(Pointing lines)
━━━━━━━━━━━━━━━━━━━━

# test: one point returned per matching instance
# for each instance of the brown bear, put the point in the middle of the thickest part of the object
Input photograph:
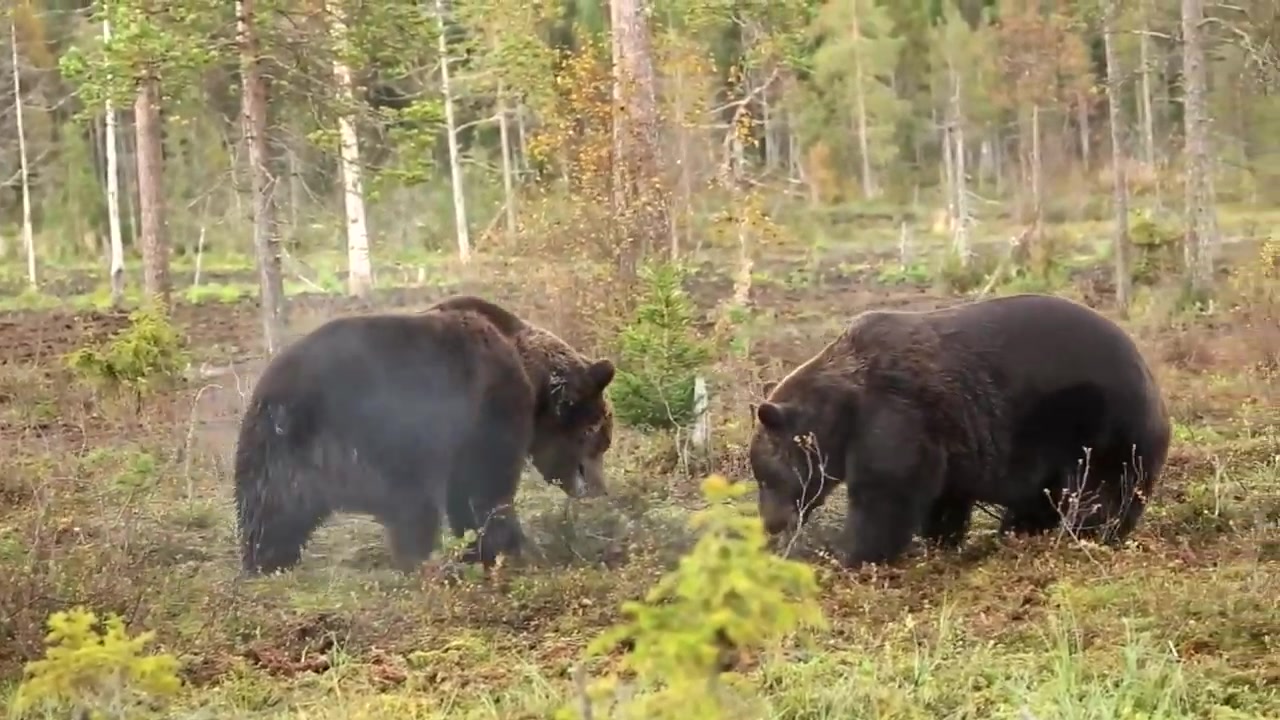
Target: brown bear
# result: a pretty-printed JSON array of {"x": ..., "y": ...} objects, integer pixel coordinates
[
  {"x": 407, "y": 417},
  {"x": 1032, "y": 402}
]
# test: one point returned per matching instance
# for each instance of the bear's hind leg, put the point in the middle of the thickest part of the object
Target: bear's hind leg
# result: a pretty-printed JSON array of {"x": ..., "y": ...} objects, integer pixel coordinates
[
  {"x": 1038, "y": 513},
  {"x": 412, "y": 534},
  {"x": 274, "y": 533},
  {"x": 881, "y": 524},
  {"x": 1031, "y": 518},
  {"x": 947, "y": 522},
  {"x": 1114, "y": 500}
]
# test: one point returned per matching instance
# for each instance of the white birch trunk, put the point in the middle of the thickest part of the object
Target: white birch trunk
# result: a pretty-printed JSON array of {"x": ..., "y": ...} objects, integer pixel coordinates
[
  {"x": 460, "y": 205},
  {"x": 360, "y": 274},
  {"x": 113, "y": 194},
  {"x": 28, "y": 236}
]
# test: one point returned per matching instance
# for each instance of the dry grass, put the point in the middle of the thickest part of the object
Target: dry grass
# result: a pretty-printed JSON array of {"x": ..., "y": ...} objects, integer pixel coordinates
[{"x": 131, "y": 513}]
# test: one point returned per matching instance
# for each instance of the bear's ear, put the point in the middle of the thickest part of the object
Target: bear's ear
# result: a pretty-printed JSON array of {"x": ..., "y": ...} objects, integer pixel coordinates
[
  {"x": 775, "y": 417},
  {"x": 599, "y": 374}
]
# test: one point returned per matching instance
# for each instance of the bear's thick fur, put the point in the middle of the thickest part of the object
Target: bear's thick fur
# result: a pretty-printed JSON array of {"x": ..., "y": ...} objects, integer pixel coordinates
[
  {"x": 407, "y": 417},
  {"x": 926, "y": 414}
]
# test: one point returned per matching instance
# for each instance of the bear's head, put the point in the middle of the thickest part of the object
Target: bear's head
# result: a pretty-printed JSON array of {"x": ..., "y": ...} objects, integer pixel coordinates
[
  {"x": 798, "y": 449},
  {"x": 575, "y": 427},
  {"x": 574, "y": 422}
]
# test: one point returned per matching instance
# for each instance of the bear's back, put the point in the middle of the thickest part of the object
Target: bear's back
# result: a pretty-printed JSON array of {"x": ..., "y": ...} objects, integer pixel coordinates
[{"x": 362, "y": 369}]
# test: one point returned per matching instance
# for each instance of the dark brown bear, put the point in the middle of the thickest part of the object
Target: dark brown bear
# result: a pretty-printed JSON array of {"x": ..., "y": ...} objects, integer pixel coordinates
[
  {"x": 926, "y": 414},
  {"x": 407, "y": 417}
]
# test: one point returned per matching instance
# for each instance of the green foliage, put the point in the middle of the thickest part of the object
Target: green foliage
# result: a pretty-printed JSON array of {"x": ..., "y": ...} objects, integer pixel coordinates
[
  {"x": 659, "y": 355},
  {"x": 176, "y": 44},
  {"x": 1157, "y": 245},
  {"x": 97, "y": 674},
  {"x": 728, "y": 593},
  {"x": 147, "y": 352}
]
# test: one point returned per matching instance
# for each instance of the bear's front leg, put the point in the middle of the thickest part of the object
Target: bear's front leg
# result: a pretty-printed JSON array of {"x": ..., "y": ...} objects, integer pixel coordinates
[
  {"x": 881, "y": 523},
  {"x": 947, "y": 522}
]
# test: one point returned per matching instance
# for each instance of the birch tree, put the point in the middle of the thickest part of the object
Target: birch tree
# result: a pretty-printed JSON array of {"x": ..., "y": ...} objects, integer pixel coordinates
[
  {"x": 460, "y": 201},
  {"x": 150, "y": 49},
  {"x": 1119, "y": 181},
  {"x": 360, "y": 276},
  {"x": 639, "y": 196},
  {"x": 1201, "y": 218},
  {"x": 113, "y": 191},
  {"x": 254, "y": 130},
  {"x": 28, "y": 235}
]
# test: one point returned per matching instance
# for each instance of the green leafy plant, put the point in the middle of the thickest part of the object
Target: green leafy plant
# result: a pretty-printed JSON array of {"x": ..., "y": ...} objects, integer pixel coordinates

━━━━━━━━━━━━━━━━━━━━

* [YOUR INSTRUCTIONS]: Revise all of the pointing lines above so that every "thickest part" becomes "widest part", with nothing else changed. Leave the pictures out.

* [SOLUTION TO THIS PROBLEM]:
# test: one point returned per matching instance
# for each instance of the brown bear, put the point in the middle of the widest part of the object
Input photograph:
Target: brown bear
# result: a pretty-printed JSON array of {"x": ..., "y": ...} objects, integer pixel coordinates
[
  {"x": 407, "y": 417},
  {"x": 1032, "y": 402}
]
# test: one point returned per matching instance
# for each instance of the bear's hind leg, put the point in the middle of the widest part of the object
Target: bear's hind leg
# result: a pretty-printed JSON array of {"x": ..., "y": ...} objects, integer pixel coordinates
[
  {"x": 1038, "y": 513},
  {"x": 412, "y": 534},
  {"x": 274, "y": 533},
  {"x": 881, "y": 524},
  {"x": 1031, "y": 518},
  {"x": 947, "y": 522},
  {"x": 1114, "y": 500}
]
# test: one point returned per matching instance
# for each instance of the white birch trunk, put the point in the middle of the widest part of the object
Target: white birch trunk
# result: a pretty-printed JSON array of {"x": ..., "y": ...} objects, integer pixel coordinates
[
  {"x": 460, "y": 205},
  {"x": 360, "y": 274},
  {"x": 113, "y": 194},
  {"x": 28, "y": 236}
]
# test: one point returned per matching instance
# for each instance of the dry grass, put the point in the middle of the widest part of the object
Target: dry grass
# result: a pretty-printed JSON array of {"x": ..., "y": ...} objects, integer pixel coordinates
[{"x": 131, "y": 513}]
# test: one point returned per matching instance
# for each instance of the bear's ear, put the point in the middle of the widest part of the object
Target: bear's ear
# result: a pretty-printed JSON array of {"x": ..., "y": ...} objects, integer pixel coordinates
[
  {"x": 775, "y": 417},
  {"x": 599, "y": 374}
]
# test: one point returned per matching instance
# for each instance of the bear's thick fur, put the point in the middle of the widest part of the object
Target: bear's thick fur
# result: a pretty-printed JSON array of {"x": ..., "y": ...} objects, integer pixel coordinates
[
  {"x": 407, "y": 417},
  {"x": 926, "y": 414}
]
# test: one point returned per matching instance
# for each instance of the bear's head, put the point in the middle of the widest part of the object
Target: bear's head
# result: a pretty-printed JSON array of {"x": ..., "y": ...} objects, integer pixel coordinates
[
  {"x": 798, "y": 449},
  {"x": 575, "y": 427},
  {"x": 574, "y": 422}
]
# test: one point returned per matching instance
# for each instance of the bear's back, put the point in the middle of the widest part of the object
Target: bear's back
# result: a pretty-printed JSON array of {"x": ..., "y": ...} objects, integer pixel coordinates
[{"x": 362, "y": 369}]
# test: one point returned per matching instance
# for each instance of the dark brown bear, put the point in the middle of the widest part of the object
Target: dark brown bear
# result: a pretty-printed JSON array of {"x": ..., "y": ...} objects, integer pixel coordinates
[
  {"x": 926, "y": 414},
  {"x": 407, "y": 417}
]
# test: one point returned per matching instance
# for each instance of the green foliage, put the point in the middle of the widest part of the object
Target: green foliage
# result: a pretty-printed JSON array of {"x": ..., "y": ...} objects, integer pixel coordinates
[
  {"x": 659, "y": 355},
  {"x": 176, "y": 44},
  {"x": 1157, "y": 245},
  {"x": 97, "y": 674},
  {"x": 728, "y": 593},
  {"x": 147, "y": 352}
]
# test: one point returned per matching instance
# for each instance of the bear's front leg, put the point in the middle of the widest part of the object
Target: bear's front leg
# result: a pretty-printed JSON array of {"x": ..., "y": ...} objects, integer pixel coordinates
[
  {"x": 881, "y": 523},
  {"x": 947, "y": 522}
]
# test: one point returned per matching instance
# for each instance of the birch tree, put the point in the middle of the widest part of the object
Target: birch tree
# result: a pretty-printed JSON array of {"x": ..., "y": ...} objects, integer pixel coordinates
[
  {"x": 460, "y": 201},
  {"x": 150, "y": 49},
  {"x": 1119, "y": 181},
  {"x": 360, "y": 276},
  {"x": 639, "y": 196},
  {"x": 1201, "y": 218},
  {"x": 113, "y": 191},
  {"x": 254, "y": 130},
  {"x": 28, "y": 235}
]
# test: one point returned per matching instance
# for each instance of the green leafy plant, put the point in the middle of the widest part of the object
Target: green leafy plant
# result: a pretty-printed JSON array of {"x": ..., "y": ...} objects, integer pixel coordinates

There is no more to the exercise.